| To be done |
Please swap "instance" for "occurrence" wherever it occurs in the items below, and reproduce them with everything else unchanged.

[Stored data entries]
━━━━━━━━
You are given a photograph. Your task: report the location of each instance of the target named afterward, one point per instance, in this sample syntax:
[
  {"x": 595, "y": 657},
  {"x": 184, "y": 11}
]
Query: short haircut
━━━━━━━━
| Exercise answer |
You are given a photograph. Your task: report the location of each occurrence of the target named afterward, one point per occurrence, in this sample syntax:
[
  {"x": 595, "y": 657},
  {"x": 184, "y": 11}
]
Query: short haircut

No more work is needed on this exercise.